> WORK TO DO:
Recast the part of the data that opens with the line containing "The service MUST place one dot on the car roof, one" and closes with the line containing "x=305, y=181" as a two-column CSV with the columns instruction and points, giving one row for each instruction and its answer. Put each value in a single quoted field and turn any line breaks into spaces.

> EXERCISE MATERIAL:
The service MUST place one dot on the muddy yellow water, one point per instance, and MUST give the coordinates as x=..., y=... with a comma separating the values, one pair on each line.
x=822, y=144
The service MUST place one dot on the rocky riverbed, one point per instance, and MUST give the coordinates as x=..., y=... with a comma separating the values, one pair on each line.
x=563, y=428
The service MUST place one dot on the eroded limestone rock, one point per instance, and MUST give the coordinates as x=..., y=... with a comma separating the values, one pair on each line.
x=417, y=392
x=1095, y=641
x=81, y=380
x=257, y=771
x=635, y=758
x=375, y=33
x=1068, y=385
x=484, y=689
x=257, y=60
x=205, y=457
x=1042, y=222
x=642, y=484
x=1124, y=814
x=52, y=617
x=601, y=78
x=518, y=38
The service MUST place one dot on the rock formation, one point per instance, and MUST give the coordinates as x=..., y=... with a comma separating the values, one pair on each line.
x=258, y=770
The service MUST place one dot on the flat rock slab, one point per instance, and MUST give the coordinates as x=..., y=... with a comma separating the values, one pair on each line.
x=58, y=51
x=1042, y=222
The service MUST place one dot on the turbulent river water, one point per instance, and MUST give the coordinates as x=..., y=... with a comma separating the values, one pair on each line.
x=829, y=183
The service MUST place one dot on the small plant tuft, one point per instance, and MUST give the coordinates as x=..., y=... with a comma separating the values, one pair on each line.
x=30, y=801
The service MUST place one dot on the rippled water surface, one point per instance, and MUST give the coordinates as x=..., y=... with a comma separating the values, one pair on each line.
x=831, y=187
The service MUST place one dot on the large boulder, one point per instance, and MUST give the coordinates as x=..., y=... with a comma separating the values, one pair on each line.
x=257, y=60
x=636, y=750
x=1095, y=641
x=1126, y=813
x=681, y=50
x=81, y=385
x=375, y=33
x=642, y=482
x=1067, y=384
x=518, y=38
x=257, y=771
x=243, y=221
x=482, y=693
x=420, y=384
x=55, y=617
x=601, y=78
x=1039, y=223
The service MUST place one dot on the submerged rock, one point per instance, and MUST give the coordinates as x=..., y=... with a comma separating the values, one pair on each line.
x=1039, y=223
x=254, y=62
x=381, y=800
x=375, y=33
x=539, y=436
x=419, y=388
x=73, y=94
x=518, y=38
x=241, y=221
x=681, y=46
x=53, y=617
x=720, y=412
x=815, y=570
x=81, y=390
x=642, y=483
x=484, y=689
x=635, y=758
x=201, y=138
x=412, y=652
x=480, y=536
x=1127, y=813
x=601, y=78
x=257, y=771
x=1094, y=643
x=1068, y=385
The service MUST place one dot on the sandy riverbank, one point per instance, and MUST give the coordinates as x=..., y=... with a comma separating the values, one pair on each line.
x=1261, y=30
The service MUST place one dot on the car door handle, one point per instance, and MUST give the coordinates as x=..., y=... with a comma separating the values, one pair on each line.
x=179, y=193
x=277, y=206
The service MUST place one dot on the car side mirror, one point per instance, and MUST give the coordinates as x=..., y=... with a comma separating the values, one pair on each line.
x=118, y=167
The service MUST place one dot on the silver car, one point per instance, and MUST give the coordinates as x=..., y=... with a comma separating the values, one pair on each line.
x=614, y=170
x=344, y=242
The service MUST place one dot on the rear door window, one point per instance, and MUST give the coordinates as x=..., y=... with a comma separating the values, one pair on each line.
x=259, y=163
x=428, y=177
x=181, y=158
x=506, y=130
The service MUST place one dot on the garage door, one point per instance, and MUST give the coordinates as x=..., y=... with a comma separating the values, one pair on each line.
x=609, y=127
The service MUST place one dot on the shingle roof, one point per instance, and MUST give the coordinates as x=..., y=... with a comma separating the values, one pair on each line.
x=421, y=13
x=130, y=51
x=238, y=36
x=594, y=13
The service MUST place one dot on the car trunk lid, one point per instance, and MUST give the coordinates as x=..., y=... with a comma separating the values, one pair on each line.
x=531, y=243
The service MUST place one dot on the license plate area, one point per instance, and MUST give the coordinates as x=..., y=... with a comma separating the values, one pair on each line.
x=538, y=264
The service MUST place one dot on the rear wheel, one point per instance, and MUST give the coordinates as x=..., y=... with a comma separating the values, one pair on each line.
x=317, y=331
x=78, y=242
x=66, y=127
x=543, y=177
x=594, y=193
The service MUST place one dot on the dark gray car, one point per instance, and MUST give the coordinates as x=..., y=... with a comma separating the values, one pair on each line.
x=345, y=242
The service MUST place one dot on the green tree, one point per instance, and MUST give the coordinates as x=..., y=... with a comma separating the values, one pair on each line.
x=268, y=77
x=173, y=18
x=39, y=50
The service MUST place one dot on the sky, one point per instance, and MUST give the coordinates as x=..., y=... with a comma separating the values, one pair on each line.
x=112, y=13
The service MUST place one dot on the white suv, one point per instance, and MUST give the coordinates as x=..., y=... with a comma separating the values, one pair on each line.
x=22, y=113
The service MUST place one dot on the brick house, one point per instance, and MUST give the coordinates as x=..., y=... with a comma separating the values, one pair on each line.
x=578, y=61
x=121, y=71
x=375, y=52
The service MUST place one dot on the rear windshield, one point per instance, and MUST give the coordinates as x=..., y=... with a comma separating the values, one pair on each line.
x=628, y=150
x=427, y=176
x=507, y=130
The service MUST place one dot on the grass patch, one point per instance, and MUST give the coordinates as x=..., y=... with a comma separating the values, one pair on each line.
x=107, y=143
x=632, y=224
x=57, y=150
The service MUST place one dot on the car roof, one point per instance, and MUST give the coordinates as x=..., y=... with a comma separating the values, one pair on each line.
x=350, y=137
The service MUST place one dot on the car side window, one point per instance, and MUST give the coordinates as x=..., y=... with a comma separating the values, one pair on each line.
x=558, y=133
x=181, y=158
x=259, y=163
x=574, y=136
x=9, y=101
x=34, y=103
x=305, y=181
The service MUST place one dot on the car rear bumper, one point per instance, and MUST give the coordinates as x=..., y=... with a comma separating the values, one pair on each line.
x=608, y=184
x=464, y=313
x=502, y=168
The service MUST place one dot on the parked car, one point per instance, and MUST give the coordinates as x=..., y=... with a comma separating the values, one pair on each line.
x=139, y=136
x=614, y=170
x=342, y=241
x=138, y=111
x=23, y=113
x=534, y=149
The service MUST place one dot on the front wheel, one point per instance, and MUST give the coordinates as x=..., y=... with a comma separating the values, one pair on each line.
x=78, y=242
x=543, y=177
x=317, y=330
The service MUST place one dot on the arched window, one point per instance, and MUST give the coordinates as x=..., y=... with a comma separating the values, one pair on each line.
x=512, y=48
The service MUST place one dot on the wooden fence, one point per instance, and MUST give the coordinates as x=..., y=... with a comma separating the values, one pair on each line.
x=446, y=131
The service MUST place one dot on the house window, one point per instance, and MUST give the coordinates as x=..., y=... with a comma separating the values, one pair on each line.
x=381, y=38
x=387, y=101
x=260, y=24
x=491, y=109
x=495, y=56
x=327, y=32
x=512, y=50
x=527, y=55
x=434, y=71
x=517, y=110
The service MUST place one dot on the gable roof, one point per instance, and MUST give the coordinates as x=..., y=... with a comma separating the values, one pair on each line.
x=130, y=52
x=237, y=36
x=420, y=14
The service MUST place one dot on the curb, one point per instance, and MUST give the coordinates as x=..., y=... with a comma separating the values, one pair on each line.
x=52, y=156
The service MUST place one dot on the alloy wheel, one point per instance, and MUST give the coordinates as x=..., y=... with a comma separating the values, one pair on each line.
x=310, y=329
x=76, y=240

> RESPONSE TO THIS TASK:
instruction,points
"The service MUST place one dot on the car roof, one point per instance, and MUST give the coordinates as x=..., y=... with a comma separating the values, one pair on each line.","x=350, y=137"
"The service MUST place one dot on the car side window, one point per instance, and MUST give the coordinates as x=..., y=... with a comma separating the values, one pair on each line.","x=558, y=133 x=181, y=158 x=259, y=163 x=574, y=136 x=9, y=101 x=34, y=103 x=305, y=181"